**Exercise text**:
[Start of Attachment]
Renal impairment: Administration of 100 mg of Tamiflu twice daily for five days to patients with various degrees of renal impairment showed that exposure to the active metabolite is inversely proportional to declining renal function. For dosage information, see Special Dosage Instructions under Dosage & Administration.
Hepatic impairment: Based on in-vitro
and animal studies, significant increases in exposure to oseltamivir or its active metabolite are not expected and this has been confirmed in clinical studies in patients with mild or moderate hepatic impairment (see Special Dosage Instructions under Dosage & Administration). The safety and pharmacokinetics in patients with severe hepatic impairment have not been studied.
Pregnant Women: A pooled population pharmacokinetic analysis indicates that the Tamiflu dosage regimen described in Dosage & Administration results in lower exposure (30% on average across all trimesters) to the active metabolite in pregnant women compared to non-pregnant women. The lower predicted exposure however, remains above inhibitory concentrations (IC95 values) and at a therapeutic level for a range of influenza virus strains. In addition, there is evidence from observational studies showing benefit of the current dosing regimen in this patient population. Therefore, dose adjustments are not recommended for pregnant women in the treatment or prophylaxis of influenza.
Immunocompromised Patients: Population pharmacokinetic analysis indicates that treatment of adult immunocompromised patients with oseltamivir (as described in Dosage & Administration) results in an increased exposure (of up to 50%) to the active metabolite when compared to adult non-immunocompromised patients. However, due to the wide safety margin of the active metabolite, no dose adjustments are required in adult immunocompromised patients.
Toxicology: Nonclinical Safety:
Preclinical data reveal no special hazard for humans based on conventional studies of safety pharmacology, repeated dose toxicity and genotoxicity.
Carcinogenicity: Three studies for carcinogenic potential (two-year rat and mouse studies with oseltamivir, and a six month transgenic Tg:AC mouse assay performed with the active metabolite) were negative.
Genotoxicity: Oseltamivir and the active metabolite were negative in the standard battery of genotoxicity assays.
[End of Attachment]
**Tasks to complete**:
1) In the Tamiflu text, rewrite the paragraph that begins "Pregnant Women:" as a short list that keeps its main facts.
2) Using the Tamiflu text, answer these questions:
(a) What dose was given to patients with renal impairment, and for how long?
(b) By how much can exposure to the active metabolite rise in adult immunocompromised patients?
(c) How long did the transgenic Tg:AC mouse assay last?
3) Carry on the Tamiflu text from where it stops.

**Supplied entries**:
[Start of Attachment]
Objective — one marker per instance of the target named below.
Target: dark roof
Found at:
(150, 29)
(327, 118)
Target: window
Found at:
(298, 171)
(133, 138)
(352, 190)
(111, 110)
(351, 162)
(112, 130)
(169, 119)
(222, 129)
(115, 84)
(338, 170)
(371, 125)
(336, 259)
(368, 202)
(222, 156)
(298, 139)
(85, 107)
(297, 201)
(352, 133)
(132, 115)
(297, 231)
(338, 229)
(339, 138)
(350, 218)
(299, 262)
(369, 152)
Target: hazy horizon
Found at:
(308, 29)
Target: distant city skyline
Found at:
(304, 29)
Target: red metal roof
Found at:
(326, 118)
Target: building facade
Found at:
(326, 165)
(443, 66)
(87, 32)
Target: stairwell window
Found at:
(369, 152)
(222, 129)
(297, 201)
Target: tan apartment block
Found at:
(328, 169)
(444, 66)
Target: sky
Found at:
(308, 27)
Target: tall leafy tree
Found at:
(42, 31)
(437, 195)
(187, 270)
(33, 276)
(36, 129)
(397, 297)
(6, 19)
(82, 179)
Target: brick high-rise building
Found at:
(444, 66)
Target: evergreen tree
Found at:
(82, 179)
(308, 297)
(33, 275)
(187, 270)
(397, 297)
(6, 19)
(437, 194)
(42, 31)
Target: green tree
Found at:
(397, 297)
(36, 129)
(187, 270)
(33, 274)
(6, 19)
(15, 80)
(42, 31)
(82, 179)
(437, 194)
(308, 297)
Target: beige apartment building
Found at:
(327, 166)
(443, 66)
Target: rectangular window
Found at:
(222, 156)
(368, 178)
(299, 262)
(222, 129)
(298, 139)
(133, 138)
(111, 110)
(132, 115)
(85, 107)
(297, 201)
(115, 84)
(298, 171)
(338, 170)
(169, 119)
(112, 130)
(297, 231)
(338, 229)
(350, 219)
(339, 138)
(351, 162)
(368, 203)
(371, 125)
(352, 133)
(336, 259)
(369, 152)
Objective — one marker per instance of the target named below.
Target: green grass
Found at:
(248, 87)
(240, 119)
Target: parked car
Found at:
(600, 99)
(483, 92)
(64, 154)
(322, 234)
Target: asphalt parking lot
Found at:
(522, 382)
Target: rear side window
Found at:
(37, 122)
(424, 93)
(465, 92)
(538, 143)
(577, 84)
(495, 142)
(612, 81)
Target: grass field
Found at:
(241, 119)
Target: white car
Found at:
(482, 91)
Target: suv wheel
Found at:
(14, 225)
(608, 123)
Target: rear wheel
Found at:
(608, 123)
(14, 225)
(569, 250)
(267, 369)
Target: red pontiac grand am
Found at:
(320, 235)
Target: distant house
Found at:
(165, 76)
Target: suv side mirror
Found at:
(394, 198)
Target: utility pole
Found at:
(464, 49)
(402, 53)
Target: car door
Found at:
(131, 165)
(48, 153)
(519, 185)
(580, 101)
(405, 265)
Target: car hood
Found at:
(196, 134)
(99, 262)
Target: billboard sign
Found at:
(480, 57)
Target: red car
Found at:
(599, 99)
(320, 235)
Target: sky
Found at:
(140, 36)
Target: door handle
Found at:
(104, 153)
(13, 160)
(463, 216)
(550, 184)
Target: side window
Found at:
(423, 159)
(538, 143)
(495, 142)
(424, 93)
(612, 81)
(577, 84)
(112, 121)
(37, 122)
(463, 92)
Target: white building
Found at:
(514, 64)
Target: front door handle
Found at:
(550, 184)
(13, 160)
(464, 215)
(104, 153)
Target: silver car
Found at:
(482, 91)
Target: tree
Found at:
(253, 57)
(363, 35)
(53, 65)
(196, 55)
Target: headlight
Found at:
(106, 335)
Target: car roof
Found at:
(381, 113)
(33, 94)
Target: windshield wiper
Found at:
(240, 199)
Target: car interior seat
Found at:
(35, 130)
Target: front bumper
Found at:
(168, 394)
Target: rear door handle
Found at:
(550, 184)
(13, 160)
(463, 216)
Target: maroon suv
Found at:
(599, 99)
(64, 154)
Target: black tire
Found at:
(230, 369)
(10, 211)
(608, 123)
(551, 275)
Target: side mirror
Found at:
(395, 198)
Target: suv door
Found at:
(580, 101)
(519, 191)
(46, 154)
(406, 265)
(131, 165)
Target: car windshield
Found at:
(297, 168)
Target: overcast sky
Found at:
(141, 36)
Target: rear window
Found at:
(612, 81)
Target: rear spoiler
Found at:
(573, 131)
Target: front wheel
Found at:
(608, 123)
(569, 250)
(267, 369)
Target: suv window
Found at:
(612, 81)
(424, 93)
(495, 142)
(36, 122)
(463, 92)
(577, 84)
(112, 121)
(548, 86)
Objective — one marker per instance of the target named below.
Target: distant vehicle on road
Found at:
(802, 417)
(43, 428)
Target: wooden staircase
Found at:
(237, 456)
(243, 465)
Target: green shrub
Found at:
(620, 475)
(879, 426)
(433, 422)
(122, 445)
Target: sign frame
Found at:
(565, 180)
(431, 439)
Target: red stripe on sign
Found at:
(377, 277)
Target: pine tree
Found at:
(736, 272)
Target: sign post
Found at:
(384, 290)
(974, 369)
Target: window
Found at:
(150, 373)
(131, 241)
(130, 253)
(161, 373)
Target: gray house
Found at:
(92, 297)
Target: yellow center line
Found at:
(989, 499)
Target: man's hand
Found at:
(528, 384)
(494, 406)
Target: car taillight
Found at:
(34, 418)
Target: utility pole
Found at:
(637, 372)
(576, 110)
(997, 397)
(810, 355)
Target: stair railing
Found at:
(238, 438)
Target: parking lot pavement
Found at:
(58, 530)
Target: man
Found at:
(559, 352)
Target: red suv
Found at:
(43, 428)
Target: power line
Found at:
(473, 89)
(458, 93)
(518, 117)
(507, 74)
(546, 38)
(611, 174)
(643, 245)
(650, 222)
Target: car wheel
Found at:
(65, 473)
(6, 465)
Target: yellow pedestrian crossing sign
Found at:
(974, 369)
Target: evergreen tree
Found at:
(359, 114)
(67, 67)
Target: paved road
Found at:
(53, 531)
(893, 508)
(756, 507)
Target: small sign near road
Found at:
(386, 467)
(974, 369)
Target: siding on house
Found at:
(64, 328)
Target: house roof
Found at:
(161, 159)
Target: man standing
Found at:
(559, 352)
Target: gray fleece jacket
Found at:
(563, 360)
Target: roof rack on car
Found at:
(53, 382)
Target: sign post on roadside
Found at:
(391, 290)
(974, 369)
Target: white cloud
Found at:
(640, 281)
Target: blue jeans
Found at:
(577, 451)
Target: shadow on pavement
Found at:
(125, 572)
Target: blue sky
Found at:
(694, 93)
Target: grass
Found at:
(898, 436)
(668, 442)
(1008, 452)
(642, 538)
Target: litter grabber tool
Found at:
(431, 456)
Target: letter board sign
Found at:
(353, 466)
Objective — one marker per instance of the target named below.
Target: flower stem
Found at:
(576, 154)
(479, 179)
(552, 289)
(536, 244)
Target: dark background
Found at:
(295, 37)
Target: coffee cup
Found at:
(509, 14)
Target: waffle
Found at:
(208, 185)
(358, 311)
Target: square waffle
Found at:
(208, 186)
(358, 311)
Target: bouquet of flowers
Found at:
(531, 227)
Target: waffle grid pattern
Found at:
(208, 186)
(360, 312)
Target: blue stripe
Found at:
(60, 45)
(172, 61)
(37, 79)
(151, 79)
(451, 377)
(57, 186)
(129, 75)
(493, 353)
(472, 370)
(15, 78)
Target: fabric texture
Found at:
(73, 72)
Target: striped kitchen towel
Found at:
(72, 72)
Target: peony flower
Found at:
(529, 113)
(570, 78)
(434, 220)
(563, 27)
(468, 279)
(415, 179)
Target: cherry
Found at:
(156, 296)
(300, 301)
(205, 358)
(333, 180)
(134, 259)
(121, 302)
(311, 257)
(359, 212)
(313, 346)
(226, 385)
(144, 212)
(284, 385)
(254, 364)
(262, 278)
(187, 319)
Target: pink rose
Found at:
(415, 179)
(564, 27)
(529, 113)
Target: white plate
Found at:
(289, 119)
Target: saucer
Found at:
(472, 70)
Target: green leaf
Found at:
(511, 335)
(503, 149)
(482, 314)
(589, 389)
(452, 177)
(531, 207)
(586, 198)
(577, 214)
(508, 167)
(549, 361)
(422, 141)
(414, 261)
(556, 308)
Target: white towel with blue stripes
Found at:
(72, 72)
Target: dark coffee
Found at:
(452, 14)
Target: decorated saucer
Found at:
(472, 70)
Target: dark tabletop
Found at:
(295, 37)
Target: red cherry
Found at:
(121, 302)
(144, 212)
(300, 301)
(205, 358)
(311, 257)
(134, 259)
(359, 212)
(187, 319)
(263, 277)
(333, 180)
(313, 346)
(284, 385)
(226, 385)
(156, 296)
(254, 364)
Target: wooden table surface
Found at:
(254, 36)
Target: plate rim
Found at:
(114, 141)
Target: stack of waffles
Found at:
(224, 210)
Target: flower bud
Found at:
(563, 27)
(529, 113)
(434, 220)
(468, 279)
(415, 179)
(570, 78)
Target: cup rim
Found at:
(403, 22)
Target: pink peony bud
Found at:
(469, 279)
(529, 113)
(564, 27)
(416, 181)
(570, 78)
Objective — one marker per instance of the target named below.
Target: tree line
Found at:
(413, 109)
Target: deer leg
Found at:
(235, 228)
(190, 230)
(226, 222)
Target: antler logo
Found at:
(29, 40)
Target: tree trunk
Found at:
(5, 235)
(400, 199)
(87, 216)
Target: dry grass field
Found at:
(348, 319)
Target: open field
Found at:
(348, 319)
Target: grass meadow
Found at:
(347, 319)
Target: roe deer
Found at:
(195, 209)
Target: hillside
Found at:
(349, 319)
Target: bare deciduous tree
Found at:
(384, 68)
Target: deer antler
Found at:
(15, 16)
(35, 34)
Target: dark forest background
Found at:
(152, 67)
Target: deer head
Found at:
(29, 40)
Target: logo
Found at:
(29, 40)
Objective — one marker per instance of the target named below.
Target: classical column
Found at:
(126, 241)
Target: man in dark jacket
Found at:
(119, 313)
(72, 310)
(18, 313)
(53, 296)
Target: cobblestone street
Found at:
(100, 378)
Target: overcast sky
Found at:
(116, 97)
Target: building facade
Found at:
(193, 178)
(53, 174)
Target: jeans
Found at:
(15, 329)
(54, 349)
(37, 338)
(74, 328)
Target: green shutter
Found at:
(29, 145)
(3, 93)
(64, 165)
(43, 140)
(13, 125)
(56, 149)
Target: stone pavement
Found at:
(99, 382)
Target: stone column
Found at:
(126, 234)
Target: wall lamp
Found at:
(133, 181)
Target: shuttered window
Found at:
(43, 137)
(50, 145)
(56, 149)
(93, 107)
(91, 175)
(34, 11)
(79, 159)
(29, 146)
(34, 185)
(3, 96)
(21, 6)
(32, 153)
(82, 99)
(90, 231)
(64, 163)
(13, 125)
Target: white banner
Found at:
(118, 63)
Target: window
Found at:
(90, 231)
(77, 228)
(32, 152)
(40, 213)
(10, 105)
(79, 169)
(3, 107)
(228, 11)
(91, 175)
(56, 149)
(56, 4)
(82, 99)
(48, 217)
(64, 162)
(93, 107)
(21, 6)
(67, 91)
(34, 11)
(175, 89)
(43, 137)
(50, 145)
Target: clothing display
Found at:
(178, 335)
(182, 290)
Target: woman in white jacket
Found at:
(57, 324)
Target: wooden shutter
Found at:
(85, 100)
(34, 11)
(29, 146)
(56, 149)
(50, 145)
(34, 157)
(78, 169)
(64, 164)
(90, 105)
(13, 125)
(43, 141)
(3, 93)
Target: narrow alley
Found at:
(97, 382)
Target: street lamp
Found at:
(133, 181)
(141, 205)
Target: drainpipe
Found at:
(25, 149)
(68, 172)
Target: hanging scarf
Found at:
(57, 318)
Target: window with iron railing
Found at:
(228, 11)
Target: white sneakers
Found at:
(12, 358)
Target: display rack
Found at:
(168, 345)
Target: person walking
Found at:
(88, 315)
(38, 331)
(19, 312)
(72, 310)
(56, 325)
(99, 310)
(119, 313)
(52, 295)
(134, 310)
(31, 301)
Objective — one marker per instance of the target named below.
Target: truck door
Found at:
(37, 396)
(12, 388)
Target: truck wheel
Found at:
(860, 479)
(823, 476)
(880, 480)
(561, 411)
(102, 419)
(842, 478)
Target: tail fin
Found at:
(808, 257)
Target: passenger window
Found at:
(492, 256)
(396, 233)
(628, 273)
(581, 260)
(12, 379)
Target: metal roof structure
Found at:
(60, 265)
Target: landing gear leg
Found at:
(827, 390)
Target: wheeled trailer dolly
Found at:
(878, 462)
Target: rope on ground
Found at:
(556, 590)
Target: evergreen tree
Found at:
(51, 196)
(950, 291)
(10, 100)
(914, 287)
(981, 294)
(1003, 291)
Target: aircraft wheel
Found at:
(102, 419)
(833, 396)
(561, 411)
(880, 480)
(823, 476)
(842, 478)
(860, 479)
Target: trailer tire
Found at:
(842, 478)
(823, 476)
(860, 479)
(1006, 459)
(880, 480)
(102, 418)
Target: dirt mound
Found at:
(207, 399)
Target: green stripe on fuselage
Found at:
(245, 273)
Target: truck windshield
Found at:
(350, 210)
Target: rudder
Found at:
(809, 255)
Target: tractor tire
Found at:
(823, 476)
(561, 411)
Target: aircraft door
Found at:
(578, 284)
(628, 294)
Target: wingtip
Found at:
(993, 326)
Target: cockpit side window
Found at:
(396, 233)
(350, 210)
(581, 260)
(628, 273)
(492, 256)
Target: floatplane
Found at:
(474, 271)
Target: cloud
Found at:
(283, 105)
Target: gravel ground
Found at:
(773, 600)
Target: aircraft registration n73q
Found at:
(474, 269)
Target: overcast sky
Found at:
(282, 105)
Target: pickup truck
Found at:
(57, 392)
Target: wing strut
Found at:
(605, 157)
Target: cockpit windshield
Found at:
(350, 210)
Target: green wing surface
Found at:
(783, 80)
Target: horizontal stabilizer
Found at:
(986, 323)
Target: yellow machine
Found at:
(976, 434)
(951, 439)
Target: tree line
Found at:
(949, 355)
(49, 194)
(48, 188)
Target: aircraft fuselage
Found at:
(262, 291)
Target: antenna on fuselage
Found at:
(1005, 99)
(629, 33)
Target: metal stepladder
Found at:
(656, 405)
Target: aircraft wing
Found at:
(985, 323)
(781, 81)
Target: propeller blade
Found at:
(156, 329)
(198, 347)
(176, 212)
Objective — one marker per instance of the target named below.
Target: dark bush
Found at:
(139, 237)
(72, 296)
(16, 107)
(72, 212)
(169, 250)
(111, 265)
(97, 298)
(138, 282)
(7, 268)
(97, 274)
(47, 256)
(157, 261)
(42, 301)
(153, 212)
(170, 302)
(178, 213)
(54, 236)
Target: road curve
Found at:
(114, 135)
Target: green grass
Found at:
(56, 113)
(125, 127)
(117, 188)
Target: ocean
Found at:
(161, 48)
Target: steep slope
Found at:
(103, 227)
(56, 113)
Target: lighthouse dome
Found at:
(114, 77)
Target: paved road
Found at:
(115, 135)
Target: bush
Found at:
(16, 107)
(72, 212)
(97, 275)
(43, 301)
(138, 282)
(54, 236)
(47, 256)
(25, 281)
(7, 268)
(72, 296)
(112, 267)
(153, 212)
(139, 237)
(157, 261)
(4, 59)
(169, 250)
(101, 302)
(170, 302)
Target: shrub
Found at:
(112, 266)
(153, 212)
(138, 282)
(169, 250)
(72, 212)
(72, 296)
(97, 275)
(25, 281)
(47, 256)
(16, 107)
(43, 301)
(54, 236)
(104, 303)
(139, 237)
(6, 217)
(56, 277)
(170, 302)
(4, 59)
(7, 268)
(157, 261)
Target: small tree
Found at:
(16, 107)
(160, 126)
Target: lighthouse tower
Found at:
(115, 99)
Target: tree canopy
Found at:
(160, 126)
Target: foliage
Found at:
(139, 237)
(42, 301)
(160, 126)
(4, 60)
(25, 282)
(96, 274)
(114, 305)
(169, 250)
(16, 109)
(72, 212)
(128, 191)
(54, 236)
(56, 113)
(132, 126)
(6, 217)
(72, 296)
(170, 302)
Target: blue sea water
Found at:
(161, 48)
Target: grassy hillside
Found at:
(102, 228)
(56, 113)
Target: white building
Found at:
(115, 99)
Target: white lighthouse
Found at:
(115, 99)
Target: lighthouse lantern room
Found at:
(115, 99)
[End of Attachment]
**Responses by task**:
1)
- With the standard Tamiflu dosing, pregnant women get lower exposure to the active metabolite than non-pregnant women, 30% lower on average across all trimesters.
- This lower exposure still stays above inhibitory concentrations (IC95 values) and at a therapeutic level for a range of influenza virus strains.
- Observational studies show benefit from the current dosing in pregnant women.
- No dose changes are recommended for pregnant women, for either treatment or prophylaxis of influenza.

2)
(a) 100 mg of Tamiflu twice daily for five days.
(b) By up to 50%, compared with adult non-immunocompromised patients.
(c) Six months.

3)
Impairment of Fertility: A rat fertility study up to a dose of 1500 mg/kg/day demonstrated no adverse effects on either sex.
Reproductive Toxicity: Teratology studies have been conducted in rats and rabbits at doses up to 1500 mg/kg/day and 500 mg/kg/day, respectively. No effects on embryo-fetal development were observed. In pre-/post-natal rat studies, prolonged parturition was noted at 1500 mg/kg/day: the safety margin between human exposure and the highest no effect dose (500 mg/kg/day) in rats is 480-fold for oseltamivir and 44-fold for the active metabolite, respectively. Fetal exposure in the rats and rabbits was approximately 15 to 20% of that of the mother.
Other: In lactating rats, oseltamivir and the active metabolite are excreted in the milk. Limited data indicate that oseltamivir and the active metabolite are excreted in human milk. Extrapolation of the animal data provides estimates of 0.01 mg/day and 0.3 mg/day for the respective compounds.
A potential for skin sensitization to oseltamivir was observed in a "maximization" test in guinea pigs. Approximately 50% of the animals treated with the unformulated active ingredient showed erythema after challenging the induced animals. Reversible irritancy of the rabbits' eyes was detected.
Whereas very high oral single doses of oseltamivir phosphate had no effect in adult rats, such doses resulted in toxicity in juvenile 7-day-old rat pups, including death. These effects were seen at doses of 657 mg/kg and higher. At 500 mg/kg, no adverse effects were seen, including upon chronic treatment (500 mg/kg/day administered from 7 to 21 days post partum).